◆ WHAT IS ASKED
Print word for word the part of the correlator text that begins with the words "This work made" and ends with "operated under licence.".

Correlator

Introduction

The correlator is situated in the SOC, at the end of the data path.  Its role is to reproduce the signals recorded at the VLBA stations and any others involved in the observation, and to combine them in two-station baseline pairs, to yield the visibility function which is the fundamental measurement produced by the VLBA.  VLBA observations are processed using the DiFX software correlator. DiFX was developed at Swinburne University in Melbourne, Australia (Deller et al. 2007), and adapted to the VLBA operational environment by NRAO staff (Brisken 2008).  Subsequent references to "DiFX" apply specifically only to this VLBA implementation.

We encourage users to include the following text in the Acknowledgments section of any publication arising from VLBA observations made since December 2009:

This work made use of the Swinburne University of Technology software correlator, developed as part of the Australian Major National Research Facilities Programme and operated under licence.

... and to cite the following recent paper by the developers: Deller, et al. 2011, PASP, 123, 275.

Software correlation has become feasible in recent years, and is especially well suited to applications like VLBI with bandwidth-limited data-transmission systems and non-realtime processing. Among its several advantageous aspects are: (1) flexible allocation of processing resources to support correlation of varying numbers of stations, frequency and time resolution, and various special processing modes, with no fundamental fixed limits other than the finite performance of the processing cluster; (2) optimization of resource usage to minimize processing time; (3) integration of control and processing functions; (4) continuously scalable, incremental upgrade paths; and (5) relatively straightforward implementation of special modes and tests. These and other virtues of software correlation are discussed in more detail by Deller et al. (2007).

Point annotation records
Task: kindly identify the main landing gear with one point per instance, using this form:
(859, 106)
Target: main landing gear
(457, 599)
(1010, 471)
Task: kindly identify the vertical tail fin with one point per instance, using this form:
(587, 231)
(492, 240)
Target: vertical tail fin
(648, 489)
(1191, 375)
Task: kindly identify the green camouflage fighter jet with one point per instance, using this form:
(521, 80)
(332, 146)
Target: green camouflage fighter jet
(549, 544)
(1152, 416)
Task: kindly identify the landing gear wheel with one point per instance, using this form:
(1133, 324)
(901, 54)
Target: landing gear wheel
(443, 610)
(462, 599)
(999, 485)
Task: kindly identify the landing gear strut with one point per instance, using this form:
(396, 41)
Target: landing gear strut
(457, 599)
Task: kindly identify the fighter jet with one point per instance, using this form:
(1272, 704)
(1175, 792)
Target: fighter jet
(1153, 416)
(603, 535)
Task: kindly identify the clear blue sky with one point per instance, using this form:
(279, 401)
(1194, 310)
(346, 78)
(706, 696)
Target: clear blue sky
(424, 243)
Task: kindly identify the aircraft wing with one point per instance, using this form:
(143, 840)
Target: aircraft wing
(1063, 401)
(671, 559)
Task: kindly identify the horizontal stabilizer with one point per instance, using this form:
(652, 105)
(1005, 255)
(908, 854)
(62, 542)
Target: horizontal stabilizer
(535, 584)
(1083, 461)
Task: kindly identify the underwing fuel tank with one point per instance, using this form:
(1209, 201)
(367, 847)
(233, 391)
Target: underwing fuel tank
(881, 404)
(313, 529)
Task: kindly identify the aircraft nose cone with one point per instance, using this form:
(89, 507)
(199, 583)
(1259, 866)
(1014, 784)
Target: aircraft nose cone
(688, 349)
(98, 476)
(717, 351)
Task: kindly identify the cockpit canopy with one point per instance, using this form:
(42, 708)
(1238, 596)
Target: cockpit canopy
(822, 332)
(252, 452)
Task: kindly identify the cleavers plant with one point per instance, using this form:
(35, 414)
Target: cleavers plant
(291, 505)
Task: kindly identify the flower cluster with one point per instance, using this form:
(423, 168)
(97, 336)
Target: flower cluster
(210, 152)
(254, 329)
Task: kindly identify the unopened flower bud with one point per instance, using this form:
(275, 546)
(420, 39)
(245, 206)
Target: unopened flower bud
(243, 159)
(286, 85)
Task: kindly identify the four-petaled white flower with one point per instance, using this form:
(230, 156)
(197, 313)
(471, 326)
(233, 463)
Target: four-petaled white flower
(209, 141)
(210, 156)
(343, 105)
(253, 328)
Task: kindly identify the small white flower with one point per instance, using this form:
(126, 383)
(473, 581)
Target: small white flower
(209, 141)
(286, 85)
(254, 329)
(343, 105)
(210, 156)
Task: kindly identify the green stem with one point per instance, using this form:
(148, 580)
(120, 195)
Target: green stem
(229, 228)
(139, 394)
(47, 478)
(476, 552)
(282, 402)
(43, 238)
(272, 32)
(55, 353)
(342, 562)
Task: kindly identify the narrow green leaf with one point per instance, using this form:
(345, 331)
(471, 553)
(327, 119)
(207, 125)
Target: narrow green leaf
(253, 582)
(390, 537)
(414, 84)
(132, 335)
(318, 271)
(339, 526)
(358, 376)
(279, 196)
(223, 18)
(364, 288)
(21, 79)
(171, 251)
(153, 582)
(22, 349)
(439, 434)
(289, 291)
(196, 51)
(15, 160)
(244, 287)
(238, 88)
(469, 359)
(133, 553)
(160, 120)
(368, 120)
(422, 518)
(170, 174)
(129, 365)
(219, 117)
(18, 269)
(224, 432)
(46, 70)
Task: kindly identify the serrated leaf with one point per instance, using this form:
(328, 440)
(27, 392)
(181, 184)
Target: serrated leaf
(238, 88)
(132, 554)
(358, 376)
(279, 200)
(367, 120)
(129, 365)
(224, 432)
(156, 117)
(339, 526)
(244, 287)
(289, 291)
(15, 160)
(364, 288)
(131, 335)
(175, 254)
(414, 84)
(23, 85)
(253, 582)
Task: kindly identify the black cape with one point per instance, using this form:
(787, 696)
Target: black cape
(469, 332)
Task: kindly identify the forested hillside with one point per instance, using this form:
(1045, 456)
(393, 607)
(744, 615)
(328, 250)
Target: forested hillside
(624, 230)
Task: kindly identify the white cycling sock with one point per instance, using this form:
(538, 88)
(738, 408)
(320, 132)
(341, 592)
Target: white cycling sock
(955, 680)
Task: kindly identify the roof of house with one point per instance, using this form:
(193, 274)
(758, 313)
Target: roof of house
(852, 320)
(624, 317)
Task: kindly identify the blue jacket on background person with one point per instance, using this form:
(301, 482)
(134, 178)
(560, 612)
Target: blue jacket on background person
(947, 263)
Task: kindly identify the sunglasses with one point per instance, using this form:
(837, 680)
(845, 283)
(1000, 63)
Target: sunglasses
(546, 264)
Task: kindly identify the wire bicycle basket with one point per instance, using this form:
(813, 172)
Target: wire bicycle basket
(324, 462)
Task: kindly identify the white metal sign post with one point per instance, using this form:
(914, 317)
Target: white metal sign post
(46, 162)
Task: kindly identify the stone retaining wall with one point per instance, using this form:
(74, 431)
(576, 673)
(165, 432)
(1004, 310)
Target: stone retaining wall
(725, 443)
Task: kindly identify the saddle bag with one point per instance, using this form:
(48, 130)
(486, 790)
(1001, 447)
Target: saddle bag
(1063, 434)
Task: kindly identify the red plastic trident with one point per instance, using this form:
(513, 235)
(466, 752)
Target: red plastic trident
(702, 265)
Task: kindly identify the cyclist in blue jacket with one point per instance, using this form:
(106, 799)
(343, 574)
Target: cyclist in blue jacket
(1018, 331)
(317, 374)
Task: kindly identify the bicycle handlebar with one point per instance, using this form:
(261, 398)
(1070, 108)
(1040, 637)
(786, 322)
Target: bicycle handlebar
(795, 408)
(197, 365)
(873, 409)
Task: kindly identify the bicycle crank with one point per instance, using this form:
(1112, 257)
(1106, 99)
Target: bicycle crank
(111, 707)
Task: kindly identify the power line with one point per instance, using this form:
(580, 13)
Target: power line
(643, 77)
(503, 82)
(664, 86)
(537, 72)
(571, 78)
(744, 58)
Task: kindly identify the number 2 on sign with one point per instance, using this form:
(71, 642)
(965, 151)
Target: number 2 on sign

◆ EXPECTED ANSWER
This work made use of the Swinburne University of Technology software correlator, developed as part of the Australian Major National Research Facilities Programme and operated under licence.